[本文]
§

過去4日間にわたってお届けした『免疫力アップ・抗菌”に関連するハーブの説明をJAMHA(日本メディカルハーブ協会)のホームページでじっくりと読み返してみるシリーズ』は、本日で最後とさせていただきます。
(1回目)エキナセア
(2回目)シソ(赤紫蘇)
(3回目)ペパーミント
(4回目)レモンバーム
最終日の今日は、「ハトムギ」を取り上げたいと思います。「ハトムギ」と言えば、夏に飲む「はと麦茶」はあまりにも有名で、知らない人はいないのでは?というくらい、日本国民に広く認知されています。
ただ、私自身、ハーブの世界に関わるようになってから、「ヨクイニン」という名の生薬が、ハトムギの種皮を除いたものと知った時に、大きなインパクトを受けました。また、「免疫賦活」の効能についての研究も広く行われているということから、最終回に相応しいと思い、選択しました。それでは、さっそく取り上げたいと思います。
Job’s tears; Adlay
ハトムギ・植物名 ハトムギ
・学名 Coix lachrymal-jobivar. ma-yuen Stapf.
・英名 なし
・別名 なし
・科名 イネ科 ジュズダマ属
・近縁の西洋ハーブ なし
・植物 中国、インドシナ地方原産で、日本には古くに渡来し、現在は一部の地域で栽培されている。草丈約1~1.5m、花期は8~10月。9~10月に長さ8~10mm、楕円形で茶褐色の果実をつける。ジュズダマ(Coix lachrymal-jobi)の栽培品種。(文献1、2、3)

§

[使えるデータ]
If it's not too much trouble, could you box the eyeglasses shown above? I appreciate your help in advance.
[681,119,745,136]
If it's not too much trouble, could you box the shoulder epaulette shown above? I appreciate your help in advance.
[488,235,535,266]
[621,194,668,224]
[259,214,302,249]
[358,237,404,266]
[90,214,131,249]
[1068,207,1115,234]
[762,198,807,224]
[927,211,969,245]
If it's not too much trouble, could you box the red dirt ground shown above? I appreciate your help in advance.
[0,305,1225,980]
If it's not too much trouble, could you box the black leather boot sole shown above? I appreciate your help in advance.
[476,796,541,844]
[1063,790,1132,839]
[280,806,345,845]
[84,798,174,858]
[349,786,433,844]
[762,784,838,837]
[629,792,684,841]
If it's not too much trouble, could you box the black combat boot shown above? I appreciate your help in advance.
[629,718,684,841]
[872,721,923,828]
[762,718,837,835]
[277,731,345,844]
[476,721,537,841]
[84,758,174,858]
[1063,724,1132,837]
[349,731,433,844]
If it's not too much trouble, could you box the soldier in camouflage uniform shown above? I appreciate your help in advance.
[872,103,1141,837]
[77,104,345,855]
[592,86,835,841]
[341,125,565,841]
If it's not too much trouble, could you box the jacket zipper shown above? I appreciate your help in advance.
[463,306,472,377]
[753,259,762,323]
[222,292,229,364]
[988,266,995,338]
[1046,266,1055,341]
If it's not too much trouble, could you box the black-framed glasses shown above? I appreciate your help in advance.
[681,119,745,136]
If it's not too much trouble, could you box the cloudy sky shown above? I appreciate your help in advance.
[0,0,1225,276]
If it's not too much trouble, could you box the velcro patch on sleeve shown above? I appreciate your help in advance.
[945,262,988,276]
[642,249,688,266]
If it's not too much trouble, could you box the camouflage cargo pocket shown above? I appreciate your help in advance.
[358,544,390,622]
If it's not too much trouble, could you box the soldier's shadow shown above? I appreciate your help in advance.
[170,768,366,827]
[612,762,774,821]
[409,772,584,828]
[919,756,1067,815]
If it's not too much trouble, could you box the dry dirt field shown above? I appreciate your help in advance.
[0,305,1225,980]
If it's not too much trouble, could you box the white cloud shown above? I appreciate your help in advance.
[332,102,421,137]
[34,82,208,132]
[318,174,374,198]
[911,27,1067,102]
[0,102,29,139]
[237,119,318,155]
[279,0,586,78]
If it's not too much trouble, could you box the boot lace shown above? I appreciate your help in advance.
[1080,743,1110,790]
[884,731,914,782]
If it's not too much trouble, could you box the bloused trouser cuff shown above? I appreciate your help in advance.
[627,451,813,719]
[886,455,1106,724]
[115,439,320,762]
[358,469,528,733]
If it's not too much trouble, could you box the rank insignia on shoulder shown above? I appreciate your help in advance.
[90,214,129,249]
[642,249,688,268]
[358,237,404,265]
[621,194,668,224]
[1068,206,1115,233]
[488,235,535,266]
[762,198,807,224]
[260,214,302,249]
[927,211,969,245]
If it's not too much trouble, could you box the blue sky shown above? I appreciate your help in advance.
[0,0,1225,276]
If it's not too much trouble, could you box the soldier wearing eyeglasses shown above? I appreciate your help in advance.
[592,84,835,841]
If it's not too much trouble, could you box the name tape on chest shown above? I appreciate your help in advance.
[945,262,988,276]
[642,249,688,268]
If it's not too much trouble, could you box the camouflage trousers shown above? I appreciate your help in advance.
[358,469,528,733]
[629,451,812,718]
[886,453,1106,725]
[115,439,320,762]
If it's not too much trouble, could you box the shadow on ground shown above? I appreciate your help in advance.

§

[練習問題]
- 1) ハトムギの文章の「過去4日間にわたってお届けし」から「国民に広く認知されています。」までを、両端も含めてそのまま書き写してください。
- 2) ハトムギの文章を読んで、次の問いに答えてください。
(a) シリーズの3回目に取り上げたハーブは何ですか。
(b) ハトムギの科名は何ですか。
(c) ハトムギの花期は何月ですか。
- 3) ハトムギの文章の最後の文のあとから、続きを書いてください。

[解答]
- 1)
過去4日間にわたってお届けした『免疫力アップ・抗菌”に関連するハーブの説明をJAMHA(日本メディカルハーブ協会)のホームページでじっくりと読み返してみるシリーズ』は、本日で最後とさせていただきます。
(1回目)エキナセア
(2回目)シソ(赤紫蘇)
(3回目)ペパーミント
(4回目)レモンバーム
最終日の今日は、「ハトムギ」を取り上げたいと思います。「ハトムギ」と言えば、夏に飲む「はと麦茶」はあまりにも有名で、知らない人はいないのでは?というくらい、日本国民に広く認知されています。

- 2)
(a) ペパーミント
(b) イネ科 ジュズダマ属
(c) 8~10月

- 3)
・使用部位 種皮を除いた種子(文献4)
・生薬名 ヨクイニン(薏苡仁)
・薬味・薬性 甘・微寒(文献5)概論
ハトが好んで食べることから名づけられ、中国では数千年前から食用にされていました。現在、煎じて飲む、炊いて食べる、肌に塗るなど、化粧品や健康食品、薬膳の分野で特に美肌効果が注目を集めているハーブです。豊富な栄養素が新陳代謝を活発にし、滋養強壮を促し、体内の老廃物排出を促すと考えられています。(文献6)
神農本草経では「上品」に記載があります。湿熱(体内にこもった余分な熱や湿気)を取り除く作用があるされ、消炎、利尿、鎮痛、排膿の目的で浮腫、リウマチ、神経痛などの漢方薬の中に今でも配合されています。民間では経験的にイボとりに利用されてきました。(文献2、3)
近年では、皮脂分泌抑制、抗炎症、抗腫瘍活性、免疫賦活、血糖降下、排卵誘発などの薬理作用研究が進み、有効成分として脂肪酸、多糖類などが推測されています(文献7、8、9)。脂肪酸エステルであるコイクセノライドの抗腫瘍効果に注目が集まりましたが、その存在を疑問視する報告も出ています。 (文献10) 。医療の分野では、イボやアトピー性皮膚炎などでの有用性が検討されています。 (文献9、11)
果皮と種皮を除かずに焙じたハトムギ茶は、香ばしくまろやかで蒸し暑い夏場の飲み物とて親しまれています。
成分(文献4、12)
・デンプン50~79%
・タンパク質16~19%
・脂肪油7%(パルミチン酸、ステアリン酸、ミリスチン酸、オレイン酸などのグリセリド)
・カンペステロール、スティグマステロール
・多糖類
・ビタミンB1
・アミノ酸適用 イボ、肌荒れ、むくみ、痛み
使用法(文献1、4)
・1日量10~30gを水500~600mlで煎じ、1日3回服用する。
・粉末の場合はは1回2gを1日3回服用する。安全性
・同属植物のジュズダマは、米国ハーブ製品協会の安全性ハンドブックでは、クラス2bであり、妊娠中に使用しないとされている。(文献13)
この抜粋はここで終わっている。